Copy the rows from the line with "Traffic cam feed: detect the green grass" to the line with "66,57 -> 102,80", both included, and add 18 to every bounding-box coordinate, leaving the requests and their format samples unchanged.

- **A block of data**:
******************************

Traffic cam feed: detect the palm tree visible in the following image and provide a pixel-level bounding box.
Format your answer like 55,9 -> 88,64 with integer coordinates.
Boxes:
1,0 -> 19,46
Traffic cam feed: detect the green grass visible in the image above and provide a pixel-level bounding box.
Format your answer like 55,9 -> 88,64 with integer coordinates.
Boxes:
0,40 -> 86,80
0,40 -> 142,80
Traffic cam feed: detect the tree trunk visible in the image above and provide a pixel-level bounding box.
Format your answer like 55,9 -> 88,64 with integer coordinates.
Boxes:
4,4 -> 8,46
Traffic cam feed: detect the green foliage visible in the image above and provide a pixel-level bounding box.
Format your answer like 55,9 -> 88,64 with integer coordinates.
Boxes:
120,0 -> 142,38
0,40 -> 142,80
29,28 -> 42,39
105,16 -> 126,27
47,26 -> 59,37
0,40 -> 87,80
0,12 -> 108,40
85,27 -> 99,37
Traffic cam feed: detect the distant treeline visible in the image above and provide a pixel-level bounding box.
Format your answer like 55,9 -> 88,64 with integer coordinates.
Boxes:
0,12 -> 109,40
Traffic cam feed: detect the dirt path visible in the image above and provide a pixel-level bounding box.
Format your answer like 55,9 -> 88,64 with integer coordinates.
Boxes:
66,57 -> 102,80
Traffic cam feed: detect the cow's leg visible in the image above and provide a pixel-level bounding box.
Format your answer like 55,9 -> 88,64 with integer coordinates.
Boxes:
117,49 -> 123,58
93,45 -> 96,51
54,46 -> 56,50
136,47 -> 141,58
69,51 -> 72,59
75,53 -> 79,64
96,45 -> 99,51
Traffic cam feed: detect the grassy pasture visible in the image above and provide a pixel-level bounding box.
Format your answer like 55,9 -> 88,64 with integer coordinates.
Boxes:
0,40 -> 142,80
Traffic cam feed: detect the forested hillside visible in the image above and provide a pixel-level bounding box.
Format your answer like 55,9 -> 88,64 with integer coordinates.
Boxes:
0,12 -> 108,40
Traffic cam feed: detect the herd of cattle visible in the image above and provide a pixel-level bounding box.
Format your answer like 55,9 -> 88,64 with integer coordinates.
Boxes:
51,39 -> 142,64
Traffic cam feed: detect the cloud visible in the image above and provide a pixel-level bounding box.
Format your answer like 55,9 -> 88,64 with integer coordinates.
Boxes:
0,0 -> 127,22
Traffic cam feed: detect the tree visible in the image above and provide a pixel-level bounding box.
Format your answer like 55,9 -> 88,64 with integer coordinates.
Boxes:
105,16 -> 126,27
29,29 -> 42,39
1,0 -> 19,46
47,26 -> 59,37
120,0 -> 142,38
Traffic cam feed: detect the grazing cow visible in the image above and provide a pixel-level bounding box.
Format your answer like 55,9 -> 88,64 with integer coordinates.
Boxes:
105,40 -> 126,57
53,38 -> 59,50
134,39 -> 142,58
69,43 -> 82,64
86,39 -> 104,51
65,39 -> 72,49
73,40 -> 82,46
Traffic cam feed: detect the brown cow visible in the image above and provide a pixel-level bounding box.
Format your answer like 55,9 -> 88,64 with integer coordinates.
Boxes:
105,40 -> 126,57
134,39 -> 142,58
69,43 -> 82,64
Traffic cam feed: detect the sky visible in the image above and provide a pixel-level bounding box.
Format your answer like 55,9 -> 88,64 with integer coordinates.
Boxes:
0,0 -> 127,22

******************************

- **SOLUTION**:
Traffic cam feed: detect the green grass visible in the image above and provide a pixel-level bounding box.
Format your answer like 55,9 -> 88,64 with integer coordinates.
Boxes:
18,58 -> 104,98
18,58 -> 160,98
Traffic cam feed: detect the tree trunk visible in the image above and provide a pixel-level bounding box.
Format your answer like 55,9 -> 88,64 with integer coordinates.
Boxes:
22,22 -> 26,64
Traffic cam feed: detect the green foliage visible in the image above and provide a pixel-level bounding box.
Format your answer like 55,9 -> 88,64 with integer coordinates.
Boxes:
138,18 -> 160,56
18,58 -> 160,98
47,46 -> 60,57
123,34 -> 144,45
65,44 -> 77,55
18,58 -> 105,98
18,30 -> 126,58
103,45 -> 117,55
Traffic cam feed: detect the distant treeline visible in the image above and provide a pixel-level bounding box.
Format your answer like 55,9 -> 88,64 with integer coordinates.
Boxes:
18,30 -> 127,58
Traffic cam feed: detect the dirt path visible in the image above and provide a pixel-level bounding box.
Format your answer like 55,9 -> 88,64 with integer coordinates.
Boxes:
84,75 -> 120,98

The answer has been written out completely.